### Direction:
Please repeat word for word the passage of the forum thread below on girlfriends and road accidents, from "# Girlfriends are" to "Singh said so.".

# Girlfriends are responsible for road accidents !!



## bubusam13 (Nov 11, 2012)

Do you know Girlfriends are responsible for accidents ? 
No, I am not saying so but Chhattisgarh Chief Minister Raman Singh said so.



> Chhattisgarh Chief Minister Raman Singh believes that “nice girlfriends” and their biker boyfriends are responsible for road accidents. Speaking at a road-safety week programme at AIIMS in Raipur on Saturday, he also said that girls use “laal-peela dupatta” to cover their faces but avoid helmets.

### Record set:
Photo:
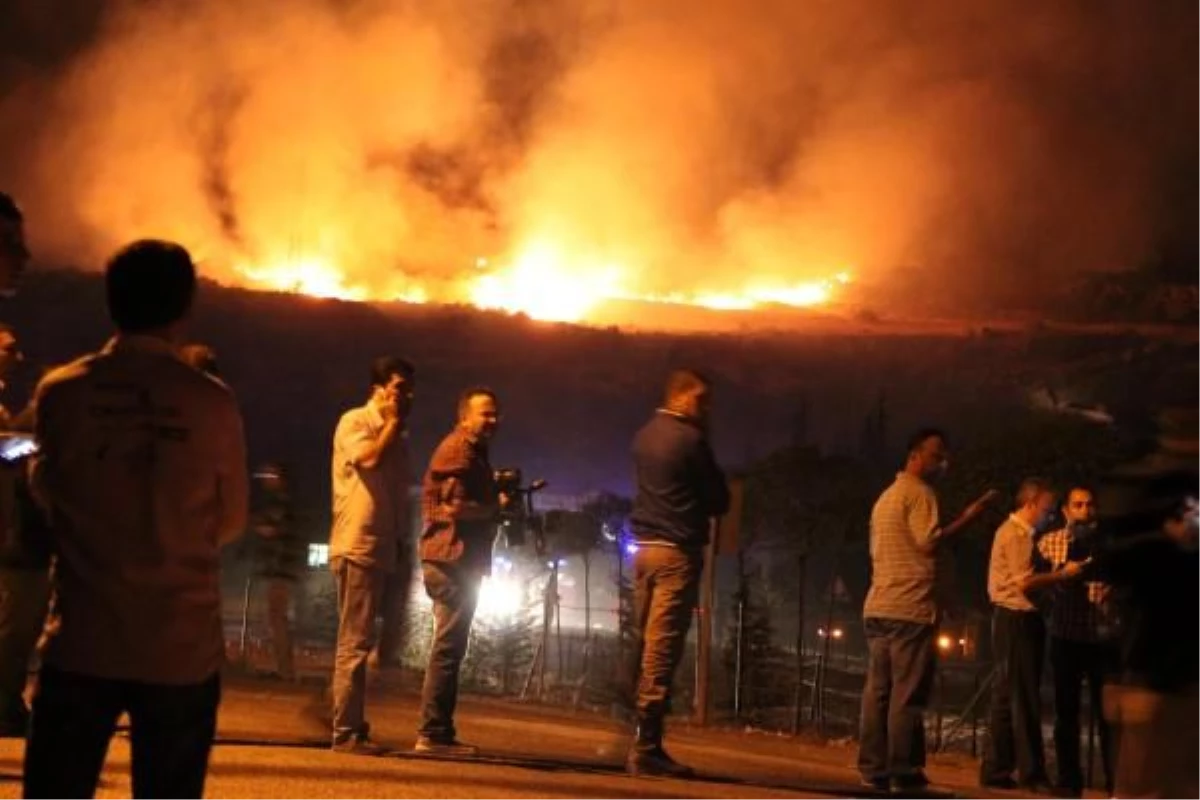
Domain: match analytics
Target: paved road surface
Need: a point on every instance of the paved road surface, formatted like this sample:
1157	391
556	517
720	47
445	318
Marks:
555	755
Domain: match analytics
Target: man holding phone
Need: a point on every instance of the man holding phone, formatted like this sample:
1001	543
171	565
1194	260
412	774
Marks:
901	615
371	477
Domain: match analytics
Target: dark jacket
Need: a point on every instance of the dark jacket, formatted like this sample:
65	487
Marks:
679	486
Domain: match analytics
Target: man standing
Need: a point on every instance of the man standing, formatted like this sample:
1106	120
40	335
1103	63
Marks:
279	558
24	564
900	615
461	506
143	475
370	474
679	489
1018	641
1080	644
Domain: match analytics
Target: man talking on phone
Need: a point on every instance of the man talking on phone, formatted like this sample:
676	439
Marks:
901	615
370	473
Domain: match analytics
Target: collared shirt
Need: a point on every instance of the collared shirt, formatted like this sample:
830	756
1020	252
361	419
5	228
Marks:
370	504
460	471
143	470
904	558
1012	564
1079	609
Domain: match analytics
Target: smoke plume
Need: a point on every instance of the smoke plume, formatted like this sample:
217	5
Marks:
705	148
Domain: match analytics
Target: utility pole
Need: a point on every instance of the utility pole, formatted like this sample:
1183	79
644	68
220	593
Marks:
705	626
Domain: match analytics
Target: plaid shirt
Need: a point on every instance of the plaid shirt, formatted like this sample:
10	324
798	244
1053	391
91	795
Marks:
1079	609
459	473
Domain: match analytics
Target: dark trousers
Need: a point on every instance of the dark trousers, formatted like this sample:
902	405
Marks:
1072	662
75	717
455	593
359	593
1018	641
666	587
901	659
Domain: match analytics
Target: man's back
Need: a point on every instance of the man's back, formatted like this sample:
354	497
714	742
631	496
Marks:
679	485
904	566
143	465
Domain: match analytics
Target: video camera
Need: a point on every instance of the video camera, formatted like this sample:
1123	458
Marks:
517	517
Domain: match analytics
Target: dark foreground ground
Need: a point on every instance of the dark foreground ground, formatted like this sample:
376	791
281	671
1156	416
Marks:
273	745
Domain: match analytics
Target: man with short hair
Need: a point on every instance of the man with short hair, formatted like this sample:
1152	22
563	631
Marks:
142	470
460	510
1018	641
13	251
370	471
1080	642
679	491
901	613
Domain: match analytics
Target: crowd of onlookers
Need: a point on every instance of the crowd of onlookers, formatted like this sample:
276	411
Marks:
1105	578
127	474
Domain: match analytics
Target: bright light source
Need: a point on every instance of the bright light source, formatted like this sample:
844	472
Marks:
318	555
499	597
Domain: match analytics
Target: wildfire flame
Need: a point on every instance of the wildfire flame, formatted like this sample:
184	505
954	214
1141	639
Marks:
543	282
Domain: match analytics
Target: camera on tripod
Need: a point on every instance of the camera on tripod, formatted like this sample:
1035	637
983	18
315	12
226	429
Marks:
519	521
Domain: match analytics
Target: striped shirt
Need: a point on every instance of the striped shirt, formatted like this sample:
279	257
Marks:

### Solution to this task:
# Girlfriends are responsible for road accidents !!



## bubusam13 (Nov 11, 2012)

Do you know Girlfriends are responsible for accidents ? 
No, I am not saying so but Chhattisgarh Chief Minister Raman Singh said so.